_Instructions to follow_
Retype all of the data. Every line must match exactly.

== == ==

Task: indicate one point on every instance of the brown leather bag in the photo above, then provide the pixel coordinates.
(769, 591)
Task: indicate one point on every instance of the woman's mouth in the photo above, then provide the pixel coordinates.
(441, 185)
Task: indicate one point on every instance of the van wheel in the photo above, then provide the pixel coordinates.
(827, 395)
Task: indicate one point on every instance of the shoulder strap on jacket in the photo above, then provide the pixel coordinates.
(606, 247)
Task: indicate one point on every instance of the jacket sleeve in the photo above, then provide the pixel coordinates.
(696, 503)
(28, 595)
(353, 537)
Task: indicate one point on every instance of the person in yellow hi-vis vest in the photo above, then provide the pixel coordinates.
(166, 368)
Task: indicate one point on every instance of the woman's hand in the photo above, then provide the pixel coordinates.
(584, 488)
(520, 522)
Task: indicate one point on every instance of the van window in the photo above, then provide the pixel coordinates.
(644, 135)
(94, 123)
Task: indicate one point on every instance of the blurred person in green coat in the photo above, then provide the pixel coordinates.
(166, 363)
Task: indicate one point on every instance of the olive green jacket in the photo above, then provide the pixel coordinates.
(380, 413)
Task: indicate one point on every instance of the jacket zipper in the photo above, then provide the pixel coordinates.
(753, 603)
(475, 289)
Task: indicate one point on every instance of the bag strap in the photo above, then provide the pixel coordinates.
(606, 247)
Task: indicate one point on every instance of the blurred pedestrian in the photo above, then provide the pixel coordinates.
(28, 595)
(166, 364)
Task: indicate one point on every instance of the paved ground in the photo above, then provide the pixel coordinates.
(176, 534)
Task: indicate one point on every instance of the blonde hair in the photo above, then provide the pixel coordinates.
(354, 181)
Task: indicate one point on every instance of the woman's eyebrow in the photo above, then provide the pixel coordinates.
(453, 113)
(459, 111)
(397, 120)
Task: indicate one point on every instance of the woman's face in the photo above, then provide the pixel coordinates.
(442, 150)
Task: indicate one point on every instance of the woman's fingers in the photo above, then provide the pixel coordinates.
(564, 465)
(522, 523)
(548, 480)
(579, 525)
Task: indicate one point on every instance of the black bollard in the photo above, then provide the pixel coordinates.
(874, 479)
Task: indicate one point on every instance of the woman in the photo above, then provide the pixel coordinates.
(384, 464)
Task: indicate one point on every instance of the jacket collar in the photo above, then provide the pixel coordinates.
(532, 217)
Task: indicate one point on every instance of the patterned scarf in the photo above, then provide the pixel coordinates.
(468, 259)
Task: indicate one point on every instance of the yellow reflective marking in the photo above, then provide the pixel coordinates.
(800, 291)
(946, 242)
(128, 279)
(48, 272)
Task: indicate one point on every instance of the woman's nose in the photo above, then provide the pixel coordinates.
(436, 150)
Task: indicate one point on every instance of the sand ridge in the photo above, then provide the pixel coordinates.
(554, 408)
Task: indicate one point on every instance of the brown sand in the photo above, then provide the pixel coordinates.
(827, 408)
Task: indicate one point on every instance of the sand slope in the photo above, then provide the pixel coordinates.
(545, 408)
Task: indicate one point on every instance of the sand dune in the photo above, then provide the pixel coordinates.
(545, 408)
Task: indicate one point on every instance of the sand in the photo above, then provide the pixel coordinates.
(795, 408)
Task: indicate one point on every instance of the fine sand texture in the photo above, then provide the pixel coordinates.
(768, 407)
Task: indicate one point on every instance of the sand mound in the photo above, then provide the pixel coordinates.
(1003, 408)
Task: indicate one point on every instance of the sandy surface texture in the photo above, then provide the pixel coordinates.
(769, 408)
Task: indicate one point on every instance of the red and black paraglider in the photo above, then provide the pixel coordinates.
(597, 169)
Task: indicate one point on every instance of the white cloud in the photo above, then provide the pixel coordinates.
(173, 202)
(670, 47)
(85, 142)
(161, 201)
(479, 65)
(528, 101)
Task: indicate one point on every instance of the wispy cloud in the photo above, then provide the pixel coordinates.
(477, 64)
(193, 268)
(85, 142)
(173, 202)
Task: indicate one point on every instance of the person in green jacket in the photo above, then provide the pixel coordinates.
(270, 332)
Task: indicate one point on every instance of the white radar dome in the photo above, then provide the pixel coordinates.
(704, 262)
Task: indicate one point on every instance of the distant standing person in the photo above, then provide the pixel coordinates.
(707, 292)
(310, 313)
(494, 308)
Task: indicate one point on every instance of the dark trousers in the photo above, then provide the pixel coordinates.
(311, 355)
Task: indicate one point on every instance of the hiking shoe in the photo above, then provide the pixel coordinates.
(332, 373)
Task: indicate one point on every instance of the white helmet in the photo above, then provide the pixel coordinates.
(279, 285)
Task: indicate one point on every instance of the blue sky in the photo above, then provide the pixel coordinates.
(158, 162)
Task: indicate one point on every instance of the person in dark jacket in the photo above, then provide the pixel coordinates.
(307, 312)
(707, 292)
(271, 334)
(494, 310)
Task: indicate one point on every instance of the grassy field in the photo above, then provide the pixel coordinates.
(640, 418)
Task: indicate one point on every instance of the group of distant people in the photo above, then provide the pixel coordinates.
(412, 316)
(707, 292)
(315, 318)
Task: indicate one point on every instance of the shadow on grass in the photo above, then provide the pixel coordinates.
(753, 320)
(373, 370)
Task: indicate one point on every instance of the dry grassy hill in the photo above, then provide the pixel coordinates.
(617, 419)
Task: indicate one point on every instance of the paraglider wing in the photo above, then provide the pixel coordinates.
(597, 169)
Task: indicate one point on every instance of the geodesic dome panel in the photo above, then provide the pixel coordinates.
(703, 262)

== == ==

_Output of the task_
Task: indicate one point on every instance of the brown leather bag in the photo above, then provide the pixel coordinates.
(769, 591)
Task: indicate one point on every instance of the woman's mouth in the photo above, then provide the pixel coordinates.
(441, 185)
Task: indicate one point on every instance of the van wheel in the photo above, then provide the pixel coordinates.
(827, 395)
Task: indicate one point on every instance of the shoulder strap on jacket in the photo above, then provide the pixel coordinates.
(606, 247)
Task: indicate one point on every instance of the jacket sleeve in the photo above, then provide the pixel coordinates.
(696, 503)
(28, 595)
(353, 537)
Task: indicate one point on every instance of the person in yellow hi-vis vest in the photo above, then provide the pixel coordinates.
(166, 368)
Task: indicate one point on every instance of the woman's hand in the photo above, then provide the pixel coordinates.
(584, 488)
(520, 522)
Task: indicate one point on every instance of the van window in the photo above, then provide the pixel coordinates.
(644, 135)
(94, 123)
Task: indicate one point on every instance of the blurred person in green coat in the photo above, then provide the pixel coordinates.
(166, 363)
Task: indicate one point on every instance of the olive green jacket in the photo above, then provide the pixel coordinates.
(380, 413)
Task: indicate one point on every instance of the jacket zipper in the photo above, then provide the pixel coordinates.
(753, 603)
(475, 289)
Task: indicate one point on every instance of the bag strap in the photo above, then provide the pixel coordinates.
(606, 247)
Task: indicate one point on every instance of the blurred pedestrian in the photo above, then provide the pixel coordinates.
(28, 595)
(166, 364)
Task: indicate one point on every instance of the paved ground in the photo above, then provide the pixel coordinates.
(176, 534)
Task: indicate one point on every instance of the blonde hair in the photo above, then provide the pixel coordinates.
(354, 181)
Task: indicate one point on every instance of the woman's eyebrow in the photo above, then provide the pixel coordinates.
(453, 113)
(459, 111)
(397, 120)
Task: indicate one point on every instance of the woman's face in the photo above, then provide the pixel coordinates.
(442, 150)
Task: indicate one point on every instance of the woman's fingers in the photo above, then provide the pixel coordinates.
(564, 465)
(522, 523)
(548, 480)
(579, 525)
Task: indicate one point on every instance of the black bollard in the photo above, then provide the pixel coordinates.
(874, 479)
Task: indicate one point on every instance of the woman in the photo above, then provide the pixel coordinates.
(384, 464)
Task: indicate one point on every instance of the jacket collar in the photo above, then provide the pixel coordinates.
(532, 217)
Task: indicate one point on every instance of the patterned scarf in the photo above, then provide the pixel coordinates.
(468, 259)
Task: indicate one point on every instance of the yellow reflective marking in the photo above, then provide the pixel coordinates.
(800, 291)
(946, 242)
(128, 279)
(48, 272)
Task: indicate one point on every instance of the woman's nose in the photo above, then provide the pixel coordinates.
(436, 150)
Task: indicate one point on every instance of the sand ridge in the photo above, then provide the pixel coordinates.
(554, 408)
Task: indicate one point on every instance of the brown sand in the photo above, then provide the pixel coordinates.
(827, 408)
Task: indicate one point on every instance of the sand slope in the photo above, then provide the pixel coordinates.
(545, 408)
Task: indicate one point on every instance of the sand dune in the photo above, then provide the pixel coordinates.
(545, 408)
Task: indicate one point on every instance of the sand in the photo above, then provide the pixel coordinates.
(795, 408)
Task: indicate one point on every instance of the fine sand texture in the photo above, then provide the pixel coordinates.
(768, 407)
Task: indicate one point on every instance of the sand mound in the photo above, then provide the pixel coordinates.
(1003, 408)
Task: indicate one point on every instance of the sandy surface texture in the photo above, then provide the pixel coordinates.
(769, 408)
Task: indicate one point on every instance of the red and black paraglider in the photo above, then provide the pixel coordinates.
(597, 169)
Task: indicate one point on every instance of the white cloud in the photo above, then provide the pixel coordinates.
(173, 202)
(670, 47)
(85, 142)
(161, 201)
(479, 65)
(528, 101)
Task: indicate one point on every instance of the wispy cloud in the photo above, then provide the pixel coordinates.
(477, 64)
(193, 268)
(85, 142)
(173, 202)
Task: indicate one point on every instance of the person in green jacket in the photo above, then provide the pixel coordinates.
(270, 332)
Task: indicate one point on every instance of the white radar dome in the photo above, then provide the pixel coordinates.
(704, 262)
Task: indicate one point on every instance of the distant standing person in the photo above, then provide the pixel coordinates.
(707, 292)
(310, 313)
(494, 308)
Task: indicate one point on every instance of the dark trousers in the photo above, then provide the pixel coordinates.
(311, 355)
Task: indicate one point on every instance of the hiking shoe in the photo above, then provide the pixel coordinates.
(332, 373)
Task: indicate one point on every instance of the white helmet in the photo above, then provide the pixel coordinates.
(279, 285)
Task: indicate one point on every instance of the blue sky in the photo above, then provide the pixel coordinates.
(158, 162)
Task: indicate one point on every instance of the person in dark jacket in the photo above, then provide the pixel coordinates.
(307, 312)
(707, 292)
(271, 334)
(494, 310)
Task: indicate one point on every instance of the grassy field in the photo above, then provide the pixel coordinates.
(640, 418)
Task: indicate one point on every instance of the group of distant people in the photo above, then provide the pixel coordinates.
(412, 316)
(707, 292)
(315, 318)
Task: indicate one point on every instance of the shadow on grass in the photo above, then provide the pixel coordinates.
(753, 320)
(373, 370)
Task: indicate one point on every instance of the dry grassy hill in the photo above, then provide the pixel coordinates.
(617, 419)
Task: indicate one point on every instance of the paraglider wing in the photo above, then provide the pixel coordinates.
(597, 169)
Task: indicate one point on every instance of the geodesic dome panel in the photo above, then provide the pixel coordinates.
(703, 262)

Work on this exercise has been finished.